__DIRECTIVE__. Copy all the material that follows, keeping every character the same.

[start of TASK DATA]

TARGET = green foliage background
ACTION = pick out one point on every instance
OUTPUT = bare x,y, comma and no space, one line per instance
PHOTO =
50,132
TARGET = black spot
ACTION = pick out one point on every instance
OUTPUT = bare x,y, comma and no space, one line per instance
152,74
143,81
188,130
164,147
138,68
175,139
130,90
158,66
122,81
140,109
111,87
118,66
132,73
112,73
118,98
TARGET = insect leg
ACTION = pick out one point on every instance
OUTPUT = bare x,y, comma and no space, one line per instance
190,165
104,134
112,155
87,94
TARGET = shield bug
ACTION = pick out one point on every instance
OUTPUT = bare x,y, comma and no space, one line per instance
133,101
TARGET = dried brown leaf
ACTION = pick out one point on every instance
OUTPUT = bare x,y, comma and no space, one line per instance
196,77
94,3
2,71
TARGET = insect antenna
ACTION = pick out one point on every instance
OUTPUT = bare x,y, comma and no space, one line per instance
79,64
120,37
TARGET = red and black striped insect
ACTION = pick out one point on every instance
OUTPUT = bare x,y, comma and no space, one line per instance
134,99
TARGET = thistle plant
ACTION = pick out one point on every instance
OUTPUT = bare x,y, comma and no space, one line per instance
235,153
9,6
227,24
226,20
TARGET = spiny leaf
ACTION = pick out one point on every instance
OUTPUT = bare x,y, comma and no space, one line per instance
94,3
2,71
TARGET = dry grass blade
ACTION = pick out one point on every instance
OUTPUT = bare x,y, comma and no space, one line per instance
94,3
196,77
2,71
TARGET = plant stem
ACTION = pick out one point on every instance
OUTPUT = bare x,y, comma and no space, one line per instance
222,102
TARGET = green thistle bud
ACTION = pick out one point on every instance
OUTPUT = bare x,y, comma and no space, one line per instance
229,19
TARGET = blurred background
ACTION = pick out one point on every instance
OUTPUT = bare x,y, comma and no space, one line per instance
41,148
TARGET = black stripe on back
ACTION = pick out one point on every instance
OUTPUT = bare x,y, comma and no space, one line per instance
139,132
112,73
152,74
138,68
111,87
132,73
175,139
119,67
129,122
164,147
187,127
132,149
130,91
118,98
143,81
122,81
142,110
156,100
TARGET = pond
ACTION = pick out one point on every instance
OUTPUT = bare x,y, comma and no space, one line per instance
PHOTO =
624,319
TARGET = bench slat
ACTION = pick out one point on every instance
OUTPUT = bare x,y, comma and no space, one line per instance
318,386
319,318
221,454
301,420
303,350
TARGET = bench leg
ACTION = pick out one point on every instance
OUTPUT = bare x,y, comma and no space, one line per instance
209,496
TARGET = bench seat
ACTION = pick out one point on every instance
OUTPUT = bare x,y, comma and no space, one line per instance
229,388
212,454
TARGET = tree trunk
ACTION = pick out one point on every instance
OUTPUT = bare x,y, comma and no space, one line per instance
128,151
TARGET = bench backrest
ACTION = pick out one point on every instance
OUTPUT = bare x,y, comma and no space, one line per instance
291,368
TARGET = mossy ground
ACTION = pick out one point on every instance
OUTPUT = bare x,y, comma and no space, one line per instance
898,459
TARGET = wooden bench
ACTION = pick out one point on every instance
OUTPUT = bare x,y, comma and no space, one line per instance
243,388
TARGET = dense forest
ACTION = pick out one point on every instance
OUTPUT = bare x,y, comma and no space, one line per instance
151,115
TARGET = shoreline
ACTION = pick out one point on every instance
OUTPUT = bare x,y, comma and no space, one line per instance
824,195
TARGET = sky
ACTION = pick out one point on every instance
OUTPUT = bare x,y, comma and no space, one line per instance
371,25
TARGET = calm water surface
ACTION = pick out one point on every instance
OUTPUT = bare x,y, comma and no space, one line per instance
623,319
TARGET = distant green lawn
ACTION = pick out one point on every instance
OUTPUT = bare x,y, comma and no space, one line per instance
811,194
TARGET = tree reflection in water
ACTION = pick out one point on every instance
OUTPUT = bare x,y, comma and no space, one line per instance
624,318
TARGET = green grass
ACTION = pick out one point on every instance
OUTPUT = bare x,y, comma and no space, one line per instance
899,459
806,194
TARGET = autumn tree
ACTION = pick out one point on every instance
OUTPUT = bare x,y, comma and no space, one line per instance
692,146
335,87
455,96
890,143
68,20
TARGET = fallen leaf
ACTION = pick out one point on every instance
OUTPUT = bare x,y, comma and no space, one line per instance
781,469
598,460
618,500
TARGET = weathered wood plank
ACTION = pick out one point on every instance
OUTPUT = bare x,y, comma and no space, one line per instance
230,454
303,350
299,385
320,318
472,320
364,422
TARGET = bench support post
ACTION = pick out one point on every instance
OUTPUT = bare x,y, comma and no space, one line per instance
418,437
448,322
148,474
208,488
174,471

[end of TASK DATA]

__PROBLEM SOLUTION__.
TARGET = green foliage background
ACTION = pick out one point on every instance
OUTPUT = bare x,y, comma and no space, one line per instance
PHOTO =
50,132
TARGET = black spot
ACTION = pick out one point on every instance
OUTPUT = bare x,y, comma and no space, one line per instance
152,74
143,81
188,130
164,147
138,68
175,139
130,90
158,66
122,81
140,109
111,87
118,66
132,73
112,73
118,98
TARGET = insect leg
ACTION = pick out one point on every instance
OUTPUT = bare x,y, comma and no space, one line per instance
190,165
104,134
112,155
87,94
TARGET = shield bug
ACTION = pick out one point on every instance
OUTPUT = bare x,y, comma and no space, one line per instance
133,101
TARGET = dried brown leaf
ACTION = pick out one point on every instance
OUTPUT = bare x,y, comma and no space, one line per instance
196,77
94,3
2,71
TARGET = insect antenna
ACTION = pick out one point on every instance
OUTPUT = bare x,y, comma and no space, one line per instance
79,64
120,37
TARGET = red and black striped insect
ACTION = pick out one point on every instance
OUTPUT = bare x,y, comma and no space, one line per instance
134,99
TARGET = thistle plant
ACTION = pick out one point on every instance
OUTPUT = bare x,y, comma and no space, one line per instance
235,153
9,6
227,24
226,20
TARGET = spiny leaf
ACTION = pick out one point on every instance
OUTPUT = bare x,y, comma and no space, one line per instance
94,3
2,71
TARGET = dry grass blade
ACTION = pick out one point on every instance
OUTPUT = bare x,y, comma and no space, one line per instance
94,3
196,77
2,71
TARGET = plant stem
ACTION = pick out one point on every instance
OUTPUT = bare x,y, comma and no space, one line per instance
222,102
TARGET = green thistle bud
ACTION = pick out one point on every instance
OUTPUT = bare x,y, comma and no space, one line per instance
229,19
TARGET = blurred background
ACTION = pick out one point on every instance
OUTPUT = bare x,y, comma and no space, one line per instance
41,148
TARGET = black stripe on back
ACTION = pick out one point on every instance
OUTPUT = bare x,y, comma and no space, one line per instance
139,132
112,73
152,74
138,68
111,87
132,73
175,139
119,67
129,122
164,147
187,127
132,149
130,91
118,98
143,81
122,81
142,110
156,100
TARGET = pond
ACTION = pick out one point on every instance
OUTPUT = bare x,y, comma and no space, one line per instance
PHOTO =
624,319
TARGET = bench slat
ACTION = pick out one point on every instance
OUTPUT = bare x,y, comma and no space, one line per instance
318,386
319,318
221,454
301,420
303,350
TARGET = bench leg
ACTION = pick out one point on every instance
OUTPUT = bare x,y, comma and no space, one line per instance
209,496
TARGET = bench seat
ACTION = pick out one point on every instance
OUTPUT = bare x,y, comma and no space, one line per instance
229,388
212,454
TARGET = tree trunk
ACTION = pick out one point on every instance
OUTPUT = bare x,y, comma and no space, one line per instance
128,151
TARGET = bench backrest
ACTION = pick out one point on every instance
OUTPUT = bare x,y, comma and no space, one line per instance
291,368
TARGET = mossy ground
ACTION = pick out one point on every instance
OUTPUT = bare x,y, comma and no space, one line per instance
898,459
TARGET = wooden bench
ACTION = pick out one point on every instance
OUTPUT = bare x,y, comma and no space, one line per instance
243,388
TARGET = dense forest
ACTION = pick out one point on every instance
OUTPUT = bare x,y, comma and no space, one line per instance
151,115
TARGET = shoreline
ACTION = pick out one point on every instance
OUTPUT = bare x,y, comma and no space, one line per instance
824,195
TARGET = sky
ACTION = pick out one point on every instance
OUTPUT = bare x,y, comma and no space, one line per instance
371,25
TARGET = calm water surface
ACTION = pick out one point on every instance
OUTPUT = bare x,y, comma and no space, one line per instance
623,319
TARGET = distant green lawn
ACTION = pick out one point on every instance
OUTPUT = bare x,y, comma and no space, one line per instance
811,194
TARGET = tree reflection in water
ACTION = pick out one point on every instance
OUTPUT = bare x,y, comma and no space, one line per instance
624,318
TARGET = green grass
ACTION = pick out one point on every instance
OUTPUT = bare x,y, comma and no space, one line per instance
899,459
806,194
TARGET = autumn tree
ACTION = pick out one point on every instance
OUTPUT = bare x,y, comma and no space, one line per instance
692,146
335,87
455,96
890,143
68,20
TARGET = fallen leaf
ACTION = pick out one point on every instance
OUTPUT = bare x,y, comma and no space, one line per instance
781,469
598,460
618,500
TARGET = weathered wood plank
ACTION = pick out one point on every instance
OUTPUT = bare x,y, comma and no space, one line per instance
230,454
303,350
299,385
320,318
472,320
364,422
TARGET = bench support post
ACTION = pick out one point on every instance
OUTPUT = bare x,y, comma and no space, one line per instance
418,437
448,322
148,474
208,488
174,471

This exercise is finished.